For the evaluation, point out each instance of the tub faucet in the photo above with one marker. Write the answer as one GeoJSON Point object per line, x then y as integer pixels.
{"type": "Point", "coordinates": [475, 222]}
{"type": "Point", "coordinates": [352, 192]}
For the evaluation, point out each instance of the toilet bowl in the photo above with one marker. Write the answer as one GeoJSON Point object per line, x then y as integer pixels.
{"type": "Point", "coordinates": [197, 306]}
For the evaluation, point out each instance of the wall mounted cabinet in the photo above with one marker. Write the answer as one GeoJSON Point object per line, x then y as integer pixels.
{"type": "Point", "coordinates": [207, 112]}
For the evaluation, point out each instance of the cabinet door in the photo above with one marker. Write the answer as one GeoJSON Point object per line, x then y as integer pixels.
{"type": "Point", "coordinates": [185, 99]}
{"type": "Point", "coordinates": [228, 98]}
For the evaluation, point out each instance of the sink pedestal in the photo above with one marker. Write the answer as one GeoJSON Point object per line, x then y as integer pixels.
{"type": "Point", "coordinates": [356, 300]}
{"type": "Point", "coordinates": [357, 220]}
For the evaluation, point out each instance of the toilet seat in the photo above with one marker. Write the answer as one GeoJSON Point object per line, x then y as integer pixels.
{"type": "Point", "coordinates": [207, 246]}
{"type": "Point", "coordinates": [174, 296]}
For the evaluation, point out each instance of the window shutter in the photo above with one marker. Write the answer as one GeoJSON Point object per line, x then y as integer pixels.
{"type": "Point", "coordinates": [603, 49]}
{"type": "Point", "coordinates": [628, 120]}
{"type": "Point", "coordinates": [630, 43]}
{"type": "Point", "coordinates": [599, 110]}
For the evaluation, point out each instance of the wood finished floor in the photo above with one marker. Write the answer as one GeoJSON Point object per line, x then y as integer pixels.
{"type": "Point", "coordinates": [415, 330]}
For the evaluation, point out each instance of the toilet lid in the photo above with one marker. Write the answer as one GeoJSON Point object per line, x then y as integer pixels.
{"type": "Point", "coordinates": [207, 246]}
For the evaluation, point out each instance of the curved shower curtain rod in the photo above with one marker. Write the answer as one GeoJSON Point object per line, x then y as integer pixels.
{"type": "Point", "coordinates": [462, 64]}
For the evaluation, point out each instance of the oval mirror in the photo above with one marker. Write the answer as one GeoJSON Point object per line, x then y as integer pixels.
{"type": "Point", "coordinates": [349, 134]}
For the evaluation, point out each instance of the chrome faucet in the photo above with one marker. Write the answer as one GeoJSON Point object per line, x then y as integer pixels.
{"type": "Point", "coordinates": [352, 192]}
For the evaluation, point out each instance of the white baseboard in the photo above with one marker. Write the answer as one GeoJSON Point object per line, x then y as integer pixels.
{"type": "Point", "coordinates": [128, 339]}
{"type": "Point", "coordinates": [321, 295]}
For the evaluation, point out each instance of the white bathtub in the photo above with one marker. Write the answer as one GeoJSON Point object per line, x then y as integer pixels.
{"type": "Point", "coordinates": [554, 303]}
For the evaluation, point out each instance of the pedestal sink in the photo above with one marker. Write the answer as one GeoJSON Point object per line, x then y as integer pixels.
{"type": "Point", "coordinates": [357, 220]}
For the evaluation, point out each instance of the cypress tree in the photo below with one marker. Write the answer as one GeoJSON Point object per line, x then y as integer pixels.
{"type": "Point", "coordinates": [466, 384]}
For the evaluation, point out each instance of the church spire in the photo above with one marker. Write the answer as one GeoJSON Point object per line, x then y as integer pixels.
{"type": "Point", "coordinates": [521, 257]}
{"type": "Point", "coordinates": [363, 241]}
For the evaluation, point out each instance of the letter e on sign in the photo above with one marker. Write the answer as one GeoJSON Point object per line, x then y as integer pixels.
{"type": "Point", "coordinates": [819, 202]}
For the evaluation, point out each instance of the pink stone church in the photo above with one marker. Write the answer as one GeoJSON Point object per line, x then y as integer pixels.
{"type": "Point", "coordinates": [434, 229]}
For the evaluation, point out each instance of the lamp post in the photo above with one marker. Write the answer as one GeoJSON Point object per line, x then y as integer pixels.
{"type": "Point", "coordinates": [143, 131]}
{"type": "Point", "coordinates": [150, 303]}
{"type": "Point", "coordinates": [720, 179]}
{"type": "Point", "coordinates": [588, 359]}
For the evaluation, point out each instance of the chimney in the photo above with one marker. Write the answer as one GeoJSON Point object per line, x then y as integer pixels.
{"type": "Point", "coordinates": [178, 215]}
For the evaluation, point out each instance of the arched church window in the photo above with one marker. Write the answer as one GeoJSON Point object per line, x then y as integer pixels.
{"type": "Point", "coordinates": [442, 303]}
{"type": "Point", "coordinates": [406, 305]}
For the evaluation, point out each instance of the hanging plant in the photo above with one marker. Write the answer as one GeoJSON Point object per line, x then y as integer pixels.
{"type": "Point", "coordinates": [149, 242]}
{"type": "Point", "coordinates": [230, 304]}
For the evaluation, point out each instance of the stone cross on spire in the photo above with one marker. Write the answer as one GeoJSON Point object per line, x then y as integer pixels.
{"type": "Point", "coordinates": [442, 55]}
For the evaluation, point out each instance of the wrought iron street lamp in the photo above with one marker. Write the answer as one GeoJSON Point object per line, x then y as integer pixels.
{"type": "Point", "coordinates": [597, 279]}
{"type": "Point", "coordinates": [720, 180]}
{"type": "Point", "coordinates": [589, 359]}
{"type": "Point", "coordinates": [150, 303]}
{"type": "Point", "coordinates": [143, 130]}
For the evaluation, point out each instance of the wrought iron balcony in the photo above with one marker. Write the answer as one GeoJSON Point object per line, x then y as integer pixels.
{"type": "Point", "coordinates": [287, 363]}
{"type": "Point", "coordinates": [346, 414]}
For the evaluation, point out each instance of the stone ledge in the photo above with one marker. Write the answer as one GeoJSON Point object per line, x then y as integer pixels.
——————
WHAT IS ASKED> Generate an exact reproduction of all entries.

RESULT OF THIS EXERCISE>
For the evaluation, point out each instance of the tub faucet in the photo above with one marker. Write the answer as one GeoJSON Point object per line, x then y as integer pixels.
{"type": "Point", "coordinates": [475, 222]}
{"type": "Point", "coordinates": [352, 192]}
For the evaluation, point out each instance of the toilet bowl in the photo above with one marker. Write the answer as one GeoJSON Point object per line, x then y as integer pixels.
{"type": "Point", "coordinates": [197, 306]}
For the evaluation, point out each instance of the wall mounted cabinet in the photo above with one marker. Write the answer as one GeoJSON Point object per line, x then y as integer pixels.
{"type": "Point", "coordinates": [207, 112]}
For the evaluation, point out each instance of the cabinet door in the photo above with one marker. Write the answer as one GeoJSON Point object per line, x then y as integer pixels.
{"type": "Point", "coordinates": [185, 99]}
{"type": "Point", "coordinates": [228, 98]}
For the evaluation, point out each instance of the sink pedestal in the photo above with one marker. Write the answer as one GeoJSON Point object per line, x then y as integer pixels.
{"type": "Point", "coordinates": [356, 300]}
{"type": "Point", "coordinates": [357, 220]}
For the evaluation, point out each instance of the toilet seat in the photo above with one marker. Write the answer as one GeoJSON Point object per line, x then y as integer pixels.
{"type": "Point", "coordinates": [207, 246]}
{"type": "Point", "coordinates": [174, 296]}
For the evaluation, point out each instance of the window shutter in the photo above with one marker. Write the answer as one GeoJSON Point object per line, x then y as integer pixels.
{"type": "Point", "coordinates": [603, 49]}
{"type": "Point", "coordinates": [628, 120]}
{"type": "Point", "coordinates": [630, 43]}
{"type": "Point", "coordinates": [599, 110]}
For the evaluation, point out each instance of the wood finished floor in the photo above with one marker. Write the answer as one GeoJSON Point object per line, x then y as integer pixels.
{"type": "Point", "coordinates": [415, 330]}
For the evaluation, point out each instance of the toilet lid in the photo above with one marker. Write the answer as one GeoJSON Point object per line, x then y as integer pixels.
{"type": "Point", "coordinates": [207, 246]}
For the evaluation, point out each instance of the curved shower curtain rod in the photo above with one marker. Write the answer as one GeoJSON Point object per line, x then y as integer pixels.
{"type": "Point", "coordinates": [462, 64]}
For the evaluation, point out each instance of the oval mirror in the photo above with one marker. Write the answer as one GeoJSON Point object per line, x then y as integer pixels.
{"type": "Point", "coordinates": [349, 134]}
For the evaluation, point out each instance of the chrome faucet in the photo above with one marker. Write the answer as one GeoJSON Point object per line, x then y as integer pixels.
{"type": "Point", "coordinates": [352, 192]}
For the evaluation, point out each instance of the white baseboard in the photo above with one marker. Write the answer as one GeoJSON Point object per line, x then y as integer pixels.
{"type": "Point", "coordinates": [128, 339]}
{"type": "Point", "coordinates": [321, 295]}
For the evaluation, point out each instance of the white bathtub in the photo above with one marker. Write the answer as one GeoJSON Point object per line, x then y as integer pixels.
{"type": "Point", "coordinates": [554, 303]}
For the evaluation, point out each instance of the pedestal sink in the photo above with one marker. Write the answer as one GeoJSON Point object per line, x then y as integer pixels.
{"type": "Point", "coordinates": [357, 220]}
For the evaluation, point out each instance of the cypress tree in the photo below with one marker. Write the answer as one GeoJSON Point object per line, x then y as integer pixels.
{"type": "Point", "coordinates": [466, 384]}
For the evaluation, point out each instance of the church spire in the photo above with one marker. Write the answer as one GeoJSON Point object per line, x then y as integer pixels.
{"type": "Point", "coordinates": [521, 257]}
{"type": "Point", "coordinates": [363, 241]}
For the evaluation, point out each instance of the letter e on sign in the photo above with one marker. Write the answer as one GeoJSON Point object per line, x then y as integer pixels.
{"type": "Point", "coordinates": [819, 202]}
For the evaluation, point out each instance of the pink stone church in the photo above with one marker. Write the answer as one GeoJSON Point object per line, x then y as integer pixels.
{"type": "Point", "coordinates": [434, 229]}
For the evaluation, point out each instance of the lamp post in the photo above with one marker. Write the answer as one GeoJSON Point object per line, x then y as integer pixels.
{"type": "Point", "coordinates": [143, 131]}
{"type": "Point", "coordinates": [150, 303]}
{"type": "Point", "coordinates": [720, 179]}
{"type": "Point", "coordinates": [588, 359]}
For the evaluation, point out each instance of the chimney in the photo above with one marker. Write the answer as one GeoJSON Point object per line, x then y as integer pixels.
{"type": "Point", "coordinates": [178, 215]}
For the evaluation, point out each instance of the arched church window in the photo above with one marker. Write the answer as one GeoJSON Point object per line, x then y as integer pixels.
{"type": "Point", "coordinates": [442, 303]}
{"type": "Point", "coordinates": [406, 305]}
For the evaluation, point out each instance of the hanging plant in the photo above with one marker. Write the answer as one GeoJSON Point object per line, x then y as integer pixels.
{"type": "Point", "coordinates": [149, 242]}
{"type": "Point", "coordinates": [230, 304]}
For the evaluation, point out each instance of the stone cross on spire in the photo above with one marker. Write the answer as one GeoJSON Point object per line, x then y as integer pixels.
{"type": "Point", "coordinates": [442, 55]}
For the evaluation, point out each instance of the wrought iron street lamp in the photo above with one marker. Write the answer as one GeoJSON Point object per line, x then y as integer pixels.
{"type": "Point", "coordinates": [597, 279]}
{"type": "Point", "coordinates": [720, 180]}
{"type": "Point", "coordinates": [589, 359]}
{"type": "Point", "coordinates": [150, 303]}
{"type": "Point", "coordinates": [143, 130]}
For the evaluation, point out each instance of the wrought iron balcony in the photo above with one marker. Write the answer as one GeoJSON Point object per line, x then y as integer pixels.
{"type": "Point", "coordinates": [287, 363]}
{"type": "Point", "coordinates": [346, 414]}
For the evaluation, point out each instance of the stone ledge in the photo above with one marker. Write the answer as one GeoJSON Point object per line, x then y as integer pixels.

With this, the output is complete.